Location annotation dataset excerpts >>

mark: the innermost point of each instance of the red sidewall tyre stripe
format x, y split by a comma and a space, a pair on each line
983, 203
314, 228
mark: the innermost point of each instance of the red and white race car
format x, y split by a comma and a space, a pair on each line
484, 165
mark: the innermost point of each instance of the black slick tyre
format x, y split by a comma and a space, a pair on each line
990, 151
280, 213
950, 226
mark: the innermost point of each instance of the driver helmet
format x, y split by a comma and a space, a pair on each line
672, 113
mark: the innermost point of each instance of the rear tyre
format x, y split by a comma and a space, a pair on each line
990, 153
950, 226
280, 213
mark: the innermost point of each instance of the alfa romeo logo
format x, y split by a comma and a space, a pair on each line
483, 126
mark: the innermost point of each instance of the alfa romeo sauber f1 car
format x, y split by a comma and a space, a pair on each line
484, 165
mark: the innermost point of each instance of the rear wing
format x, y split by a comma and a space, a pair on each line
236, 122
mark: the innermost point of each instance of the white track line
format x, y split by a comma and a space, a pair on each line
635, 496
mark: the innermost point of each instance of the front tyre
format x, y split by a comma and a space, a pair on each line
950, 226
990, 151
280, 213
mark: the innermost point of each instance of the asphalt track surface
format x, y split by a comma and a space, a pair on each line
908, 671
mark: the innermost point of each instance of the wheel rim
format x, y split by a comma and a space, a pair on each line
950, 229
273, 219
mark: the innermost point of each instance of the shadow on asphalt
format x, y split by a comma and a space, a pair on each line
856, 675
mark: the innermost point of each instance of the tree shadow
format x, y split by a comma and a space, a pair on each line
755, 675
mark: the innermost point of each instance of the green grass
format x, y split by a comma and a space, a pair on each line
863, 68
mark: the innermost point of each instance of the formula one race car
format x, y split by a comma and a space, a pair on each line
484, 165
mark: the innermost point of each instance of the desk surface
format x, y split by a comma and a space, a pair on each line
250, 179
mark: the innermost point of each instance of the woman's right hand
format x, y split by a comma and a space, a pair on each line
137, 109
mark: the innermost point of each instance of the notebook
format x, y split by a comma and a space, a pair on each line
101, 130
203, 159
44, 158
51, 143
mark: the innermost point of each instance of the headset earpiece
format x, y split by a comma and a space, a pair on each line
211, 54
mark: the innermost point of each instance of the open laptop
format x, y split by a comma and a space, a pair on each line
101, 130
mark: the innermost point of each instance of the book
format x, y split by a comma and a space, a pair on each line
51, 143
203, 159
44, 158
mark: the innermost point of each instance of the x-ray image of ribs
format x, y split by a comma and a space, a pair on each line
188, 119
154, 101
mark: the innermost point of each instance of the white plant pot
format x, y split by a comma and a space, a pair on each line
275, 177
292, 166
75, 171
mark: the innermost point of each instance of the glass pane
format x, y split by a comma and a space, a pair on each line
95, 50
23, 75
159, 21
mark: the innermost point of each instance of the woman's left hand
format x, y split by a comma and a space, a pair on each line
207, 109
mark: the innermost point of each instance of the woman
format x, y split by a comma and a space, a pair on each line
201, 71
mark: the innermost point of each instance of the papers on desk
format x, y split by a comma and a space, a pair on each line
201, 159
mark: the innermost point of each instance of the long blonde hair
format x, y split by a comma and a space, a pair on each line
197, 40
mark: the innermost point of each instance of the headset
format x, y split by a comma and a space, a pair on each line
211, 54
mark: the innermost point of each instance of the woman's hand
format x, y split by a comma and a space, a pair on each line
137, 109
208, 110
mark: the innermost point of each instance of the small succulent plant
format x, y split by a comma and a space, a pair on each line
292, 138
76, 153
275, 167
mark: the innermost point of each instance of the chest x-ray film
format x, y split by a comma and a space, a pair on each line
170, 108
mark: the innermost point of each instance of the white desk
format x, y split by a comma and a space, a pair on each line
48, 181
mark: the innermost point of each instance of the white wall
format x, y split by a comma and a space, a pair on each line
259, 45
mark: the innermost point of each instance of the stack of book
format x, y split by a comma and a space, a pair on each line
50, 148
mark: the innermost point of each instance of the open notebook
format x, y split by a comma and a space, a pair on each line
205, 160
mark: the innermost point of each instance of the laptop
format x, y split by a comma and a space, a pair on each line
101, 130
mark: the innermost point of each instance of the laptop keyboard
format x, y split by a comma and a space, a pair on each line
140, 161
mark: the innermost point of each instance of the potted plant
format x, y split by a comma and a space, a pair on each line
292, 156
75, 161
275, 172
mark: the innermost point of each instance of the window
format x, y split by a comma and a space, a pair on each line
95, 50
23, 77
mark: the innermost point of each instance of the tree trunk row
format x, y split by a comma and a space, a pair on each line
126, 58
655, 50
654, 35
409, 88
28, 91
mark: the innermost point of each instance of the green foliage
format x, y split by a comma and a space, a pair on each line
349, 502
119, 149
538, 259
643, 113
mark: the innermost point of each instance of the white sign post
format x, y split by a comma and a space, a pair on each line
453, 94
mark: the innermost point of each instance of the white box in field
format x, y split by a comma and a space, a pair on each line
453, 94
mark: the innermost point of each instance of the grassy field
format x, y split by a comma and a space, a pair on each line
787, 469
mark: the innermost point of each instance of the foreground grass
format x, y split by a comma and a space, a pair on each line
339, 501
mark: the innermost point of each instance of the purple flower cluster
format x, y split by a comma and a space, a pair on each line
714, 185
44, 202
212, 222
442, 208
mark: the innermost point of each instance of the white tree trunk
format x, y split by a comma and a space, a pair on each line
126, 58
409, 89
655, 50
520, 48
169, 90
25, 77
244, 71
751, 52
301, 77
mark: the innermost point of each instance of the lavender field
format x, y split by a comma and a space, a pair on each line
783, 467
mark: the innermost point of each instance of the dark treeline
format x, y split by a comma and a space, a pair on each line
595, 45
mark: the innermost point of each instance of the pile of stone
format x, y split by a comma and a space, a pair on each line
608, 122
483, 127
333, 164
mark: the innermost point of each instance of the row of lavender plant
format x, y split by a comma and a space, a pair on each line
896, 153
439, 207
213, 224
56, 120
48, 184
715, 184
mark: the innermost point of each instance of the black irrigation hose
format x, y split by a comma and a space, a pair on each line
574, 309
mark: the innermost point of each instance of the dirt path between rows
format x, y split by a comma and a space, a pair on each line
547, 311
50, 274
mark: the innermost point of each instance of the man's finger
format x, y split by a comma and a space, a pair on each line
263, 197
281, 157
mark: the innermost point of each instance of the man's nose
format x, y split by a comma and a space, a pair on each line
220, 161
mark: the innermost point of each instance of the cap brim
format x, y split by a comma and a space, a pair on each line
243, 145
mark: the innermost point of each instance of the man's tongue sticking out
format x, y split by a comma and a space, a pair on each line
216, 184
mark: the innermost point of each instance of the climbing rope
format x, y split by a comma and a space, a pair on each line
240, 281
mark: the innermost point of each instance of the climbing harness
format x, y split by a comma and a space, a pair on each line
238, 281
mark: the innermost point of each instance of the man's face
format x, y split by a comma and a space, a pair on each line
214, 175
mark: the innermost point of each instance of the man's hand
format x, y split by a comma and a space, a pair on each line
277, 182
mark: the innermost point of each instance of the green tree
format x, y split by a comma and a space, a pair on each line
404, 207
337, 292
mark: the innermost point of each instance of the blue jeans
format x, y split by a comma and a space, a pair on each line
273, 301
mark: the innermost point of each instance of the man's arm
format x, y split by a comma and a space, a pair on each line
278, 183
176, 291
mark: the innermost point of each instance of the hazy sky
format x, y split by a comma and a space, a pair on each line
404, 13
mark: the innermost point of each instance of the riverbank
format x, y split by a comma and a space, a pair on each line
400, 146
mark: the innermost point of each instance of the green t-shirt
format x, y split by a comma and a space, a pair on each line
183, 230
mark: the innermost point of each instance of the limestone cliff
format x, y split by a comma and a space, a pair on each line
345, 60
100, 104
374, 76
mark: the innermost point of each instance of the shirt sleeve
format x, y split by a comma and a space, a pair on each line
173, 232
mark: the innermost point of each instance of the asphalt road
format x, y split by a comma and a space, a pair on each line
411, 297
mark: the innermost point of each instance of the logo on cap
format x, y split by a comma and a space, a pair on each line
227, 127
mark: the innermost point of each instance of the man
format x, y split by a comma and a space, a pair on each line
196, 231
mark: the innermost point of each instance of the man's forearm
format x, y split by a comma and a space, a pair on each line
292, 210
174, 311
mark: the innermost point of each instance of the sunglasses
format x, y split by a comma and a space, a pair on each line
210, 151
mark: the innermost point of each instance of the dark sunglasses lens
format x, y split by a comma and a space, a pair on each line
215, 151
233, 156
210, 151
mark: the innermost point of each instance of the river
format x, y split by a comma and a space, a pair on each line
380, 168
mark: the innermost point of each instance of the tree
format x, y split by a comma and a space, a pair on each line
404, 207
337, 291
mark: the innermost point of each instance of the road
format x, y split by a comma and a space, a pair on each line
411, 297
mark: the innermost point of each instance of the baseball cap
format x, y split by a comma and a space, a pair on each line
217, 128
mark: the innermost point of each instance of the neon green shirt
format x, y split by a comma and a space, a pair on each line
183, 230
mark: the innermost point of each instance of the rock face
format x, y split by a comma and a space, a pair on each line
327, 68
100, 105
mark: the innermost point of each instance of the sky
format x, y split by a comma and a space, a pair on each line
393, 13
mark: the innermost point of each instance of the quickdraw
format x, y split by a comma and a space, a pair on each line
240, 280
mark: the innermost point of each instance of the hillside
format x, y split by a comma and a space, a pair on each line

STATED PROBLEM >> Beginning with the line that contains "mark: the innermost point of each instance of the road", repeat every line through the end of the records and nothing more.

ANSWER FOR THIS EXERCISE >>
mark: the innermost point of each instance of the road
format x, y split by a comma and a space, a pair on each line
411, 297
mark: the innermost point of each instance of the baseball cap
format x, y split by a comma and a space, a pair on each line
217, 128
mark: the innermost point of each instance of the neon green shirt
format x, y split by a comma and a space, a pair on each line
183, 230
mark: the innermost point of each instance of the rock face
format x, y split by a comma and a space, a pair on each line
327, 68
100, 105
mark: the innermost point of each instance of the sky
format x, y split by a comma and a space, a pair on each line
393, 13
mark: the innermost point of each instance of the quickdraw
format x, y split by a comma and a space, a pair on each line
240, 280
mark: the innermost point of each instance of the hillside
format x, y split by a comma and a space, a pair on each line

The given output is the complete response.